■ STATED PROBLEM
Please copy word for word the lines of the data below, from the line with "One pin per instance of the window, set" up to and including the line with "<point>178,197</point>". Give only those lines.
# SUPPLIED INFORMATION start
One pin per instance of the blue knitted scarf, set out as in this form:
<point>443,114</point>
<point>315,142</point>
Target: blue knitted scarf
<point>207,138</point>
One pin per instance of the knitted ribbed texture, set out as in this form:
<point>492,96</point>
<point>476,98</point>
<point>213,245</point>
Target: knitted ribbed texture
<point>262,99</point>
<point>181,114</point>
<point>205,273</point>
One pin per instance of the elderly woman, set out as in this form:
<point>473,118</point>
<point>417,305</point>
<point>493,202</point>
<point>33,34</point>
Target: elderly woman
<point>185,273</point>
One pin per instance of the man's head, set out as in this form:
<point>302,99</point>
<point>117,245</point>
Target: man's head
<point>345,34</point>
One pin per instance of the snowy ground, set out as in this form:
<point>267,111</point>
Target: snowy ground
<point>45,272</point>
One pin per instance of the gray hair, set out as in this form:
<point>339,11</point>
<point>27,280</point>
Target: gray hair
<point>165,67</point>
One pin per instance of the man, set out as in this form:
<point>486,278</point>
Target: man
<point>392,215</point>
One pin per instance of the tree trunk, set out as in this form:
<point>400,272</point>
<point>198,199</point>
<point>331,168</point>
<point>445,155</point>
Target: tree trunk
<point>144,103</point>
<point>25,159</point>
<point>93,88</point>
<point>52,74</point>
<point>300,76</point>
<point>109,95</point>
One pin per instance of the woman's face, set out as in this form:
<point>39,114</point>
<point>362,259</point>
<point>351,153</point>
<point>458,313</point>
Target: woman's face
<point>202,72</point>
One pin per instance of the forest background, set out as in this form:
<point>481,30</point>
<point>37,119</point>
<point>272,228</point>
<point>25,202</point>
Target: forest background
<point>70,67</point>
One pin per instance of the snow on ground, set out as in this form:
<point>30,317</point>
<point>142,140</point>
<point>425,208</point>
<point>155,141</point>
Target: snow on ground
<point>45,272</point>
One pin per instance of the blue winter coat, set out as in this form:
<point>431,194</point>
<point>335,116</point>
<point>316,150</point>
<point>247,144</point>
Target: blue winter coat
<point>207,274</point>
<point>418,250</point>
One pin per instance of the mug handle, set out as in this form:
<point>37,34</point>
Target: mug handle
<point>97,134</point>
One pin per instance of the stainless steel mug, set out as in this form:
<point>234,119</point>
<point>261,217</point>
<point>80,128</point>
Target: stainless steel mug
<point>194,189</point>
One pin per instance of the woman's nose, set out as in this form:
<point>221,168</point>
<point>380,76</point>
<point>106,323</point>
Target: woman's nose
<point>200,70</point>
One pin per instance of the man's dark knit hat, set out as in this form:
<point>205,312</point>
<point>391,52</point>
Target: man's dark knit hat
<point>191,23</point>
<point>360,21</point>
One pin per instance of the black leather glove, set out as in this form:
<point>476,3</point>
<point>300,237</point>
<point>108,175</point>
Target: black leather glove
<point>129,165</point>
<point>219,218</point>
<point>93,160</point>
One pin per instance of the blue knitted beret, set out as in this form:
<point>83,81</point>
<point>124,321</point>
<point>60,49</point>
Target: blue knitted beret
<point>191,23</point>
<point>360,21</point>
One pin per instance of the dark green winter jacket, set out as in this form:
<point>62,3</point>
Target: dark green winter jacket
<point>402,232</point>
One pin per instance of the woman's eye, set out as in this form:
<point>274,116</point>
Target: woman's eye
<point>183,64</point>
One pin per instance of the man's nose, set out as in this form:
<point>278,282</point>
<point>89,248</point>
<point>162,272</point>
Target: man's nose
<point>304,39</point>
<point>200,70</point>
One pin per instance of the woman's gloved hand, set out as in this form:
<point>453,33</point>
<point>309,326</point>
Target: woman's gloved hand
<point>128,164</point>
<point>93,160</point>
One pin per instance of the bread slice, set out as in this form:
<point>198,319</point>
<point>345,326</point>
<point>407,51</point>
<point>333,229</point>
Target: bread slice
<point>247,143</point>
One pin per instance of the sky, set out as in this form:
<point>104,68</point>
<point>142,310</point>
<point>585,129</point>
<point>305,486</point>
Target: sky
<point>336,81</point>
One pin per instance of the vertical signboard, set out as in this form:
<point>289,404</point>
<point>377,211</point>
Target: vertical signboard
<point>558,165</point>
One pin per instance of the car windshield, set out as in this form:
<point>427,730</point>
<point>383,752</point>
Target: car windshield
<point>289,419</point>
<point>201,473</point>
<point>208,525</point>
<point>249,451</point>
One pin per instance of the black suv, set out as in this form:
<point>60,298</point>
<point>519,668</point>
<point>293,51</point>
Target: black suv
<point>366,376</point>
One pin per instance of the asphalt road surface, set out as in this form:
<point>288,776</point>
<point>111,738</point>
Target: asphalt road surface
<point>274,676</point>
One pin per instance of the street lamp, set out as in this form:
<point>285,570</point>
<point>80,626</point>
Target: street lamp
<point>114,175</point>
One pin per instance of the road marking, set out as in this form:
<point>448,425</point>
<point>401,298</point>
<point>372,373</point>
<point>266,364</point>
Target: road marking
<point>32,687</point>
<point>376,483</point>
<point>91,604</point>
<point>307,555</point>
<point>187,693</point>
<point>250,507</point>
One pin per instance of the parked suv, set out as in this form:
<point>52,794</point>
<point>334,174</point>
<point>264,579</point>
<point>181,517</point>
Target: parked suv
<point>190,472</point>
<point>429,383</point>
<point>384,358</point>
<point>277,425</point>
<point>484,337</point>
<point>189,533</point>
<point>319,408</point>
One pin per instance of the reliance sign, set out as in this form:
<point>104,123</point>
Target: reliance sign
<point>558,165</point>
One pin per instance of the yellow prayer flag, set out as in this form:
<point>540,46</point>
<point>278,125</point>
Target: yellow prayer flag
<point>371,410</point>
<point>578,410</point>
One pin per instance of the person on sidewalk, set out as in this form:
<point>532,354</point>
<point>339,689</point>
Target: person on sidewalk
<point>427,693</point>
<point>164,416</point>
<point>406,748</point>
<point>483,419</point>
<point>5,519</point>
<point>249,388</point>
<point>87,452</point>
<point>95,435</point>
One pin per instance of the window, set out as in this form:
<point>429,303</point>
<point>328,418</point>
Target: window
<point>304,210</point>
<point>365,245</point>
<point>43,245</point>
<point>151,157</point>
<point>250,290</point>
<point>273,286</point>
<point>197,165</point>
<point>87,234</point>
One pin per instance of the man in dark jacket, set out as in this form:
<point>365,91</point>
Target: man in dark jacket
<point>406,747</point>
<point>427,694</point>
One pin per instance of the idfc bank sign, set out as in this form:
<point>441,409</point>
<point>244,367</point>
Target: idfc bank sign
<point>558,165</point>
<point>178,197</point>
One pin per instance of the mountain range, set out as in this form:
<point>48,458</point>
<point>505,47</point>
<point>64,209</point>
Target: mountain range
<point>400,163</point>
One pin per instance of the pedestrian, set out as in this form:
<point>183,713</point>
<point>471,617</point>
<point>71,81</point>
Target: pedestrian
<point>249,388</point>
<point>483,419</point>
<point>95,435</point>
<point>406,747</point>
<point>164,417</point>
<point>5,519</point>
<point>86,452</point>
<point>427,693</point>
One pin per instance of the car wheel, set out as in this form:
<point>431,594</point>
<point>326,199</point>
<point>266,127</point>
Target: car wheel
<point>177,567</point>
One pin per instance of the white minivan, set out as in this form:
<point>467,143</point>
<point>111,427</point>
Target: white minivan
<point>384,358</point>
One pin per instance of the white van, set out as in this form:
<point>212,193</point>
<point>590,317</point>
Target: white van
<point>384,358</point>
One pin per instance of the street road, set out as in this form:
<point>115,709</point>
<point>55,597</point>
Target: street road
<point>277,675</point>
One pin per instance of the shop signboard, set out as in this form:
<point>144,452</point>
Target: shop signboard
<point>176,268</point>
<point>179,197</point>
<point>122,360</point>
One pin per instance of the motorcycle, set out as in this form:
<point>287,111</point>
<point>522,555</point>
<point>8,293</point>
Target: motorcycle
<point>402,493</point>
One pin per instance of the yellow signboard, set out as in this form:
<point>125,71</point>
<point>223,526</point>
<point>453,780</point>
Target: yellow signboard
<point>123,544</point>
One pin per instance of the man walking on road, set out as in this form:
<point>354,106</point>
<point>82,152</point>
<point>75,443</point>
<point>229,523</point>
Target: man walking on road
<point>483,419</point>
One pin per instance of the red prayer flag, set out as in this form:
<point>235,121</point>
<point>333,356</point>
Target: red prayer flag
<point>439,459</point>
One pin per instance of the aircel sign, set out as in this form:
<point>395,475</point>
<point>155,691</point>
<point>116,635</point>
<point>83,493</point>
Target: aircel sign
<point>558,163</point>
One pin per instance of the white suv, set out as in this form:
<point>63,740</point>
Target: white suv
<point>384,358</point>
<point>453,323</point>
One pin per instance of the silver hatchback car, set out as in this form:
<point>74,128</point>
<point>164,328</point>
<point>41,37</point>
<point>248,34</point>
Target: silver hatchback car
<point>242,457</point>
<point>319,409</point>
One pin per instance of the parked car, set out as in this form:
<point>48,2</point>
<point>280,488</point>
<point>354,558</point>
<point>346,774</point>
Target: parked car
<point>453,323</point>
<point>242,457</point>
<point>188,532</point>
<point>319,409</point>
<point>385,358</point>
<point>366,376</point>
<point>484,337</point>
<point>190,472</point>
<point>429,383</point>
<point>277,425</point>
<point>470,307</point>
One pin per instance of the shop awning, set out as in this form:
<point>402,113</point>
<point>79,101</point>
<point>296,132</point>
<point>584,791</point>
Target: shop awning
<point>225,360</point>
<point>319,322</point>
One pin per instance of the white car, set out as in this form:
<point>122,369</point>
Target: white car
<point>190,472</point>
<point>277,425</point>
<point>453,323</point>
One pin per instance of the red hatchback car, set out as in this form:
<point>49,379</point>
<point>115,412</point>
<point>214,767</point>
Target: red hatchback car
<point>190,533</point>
# SUPPLIED INFORMATION end
■ ANSWER
One pin per instance of the window, set out as in this form:
<point>429,303</point>
<point>328,418</point>
Target: window
<point>304,210</point>
<point>365,245</point>
<point>43,245</point>
<point>151,157</point>
<point>250,290</point>
<point>273,286</point>
<point>197,165</point>
<point>87,234</point>
One pin per instance of the man in dark jacket, set out as in this form:
<point>365,91</point>
Target: man in dark jacket
<point>406,747</point>
<point>427,694</point>
One pin per instance of the idfc bank sign, set out as in this form:
<point>441,409</point>
<point>244,367</point>
Target: idfc bank sign
<point>558,165</point>
<point>178,197</point>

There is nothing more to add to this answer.